# Exercise text
NCPO denies taking medic from home
Lawyer claims officers seen arresting witness
The National Council for Peace and Order (NCPO) and the government denied Monday they had anything to do with the alleged disappearance of a key witness in the deaths of six red-shirt demonstrators at Wat Pathum Wanaram in May 2010.
The denial came after netizens claimed on social media that Nattatida Meewangpla, who worked as a volunteer medic during the 2010 military crackdown, was taken from her house in Samut Prakan by military officers on Saturday and has not been heard from since.
Disappeared in broad daylight: A key witness to the 2010 Wat Pathum Wanaram killings, Nattatida was taken by men in uniform. (Bangkok Post photo)
Broadcaster Peace TV also picked up the report about Ms Nattatida's alleged disappearance and published it on its Facebook page.
NCPO spokesman Col Winthai Suwaree said Monday the council had checked with several agencies and confirmed that no military officers were sent to detain Ms Nattatida.
"We are afraid some people might have tried to make it appear as though the military was involved in Ms Nattatida's disappearance," he said.
Col Winthai insisted authorities are required to strictly follow procedures and regulations when they invite individuals for meetings.
Despite this, Winyat Chartmontree, a red-shirt lawyer, called on the military to release Ms Nattatida immediately.
He claimed two soldiers in uniform and three plainclothes officers showed up at Ms Nattatida's house on Saturday and took her away.

# Assignment A
According to the news report, what prompted the NCPO and the government to issue their denial on Monday? Answer in one to three sentences.
# Assignment B
Continue the news report on Nattatida Meewangpla's alleged disappearance from the point where it ends.

# Information shown
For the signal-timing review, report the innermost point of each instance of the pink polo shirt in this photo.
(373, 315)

# Expected answer A
The denial came after netizens claimed on social media that Nattatida Meewangpla, a volunteer medic during the 2010 military crackdown, had been taken from her house in Samut Prakan by military officers on Saturday. They also said she had not been heard from since.

# Expected answer B
These officers did not have a warrant and claimed to be acting under martial law, which allows the military to detain a person without charge for up to seven days.
“The military can’t claim they have no knowledge about Nattatida. There are witnesses who saw several military personnel as part of the arrest team,” Mr Winyat said.
Her family members have not heard from her and do not know of her whereabouts, he said.
Ms Nattatida is a key witness in the Wat Pathum Wanaram shooting during the crackdown on red-shirt protesters that left six dead, including volunteer medic Kamolkade Akkahad, on May 19, 2010.
Ms Nattatida told the court three years ago she was working with Kamolkade and other volunteer medics about 4pm when she heard the sound of gunfire from Chalermpao intersection.
Tear gas was thrown from behind the temple. Several people with gunshot wounds were taken to the medical tent.
Bullets hit the soil about five metres in front of the tent and Ms Nattatida told everyone to duck. She noticed Kamolkade had been injured and then became still.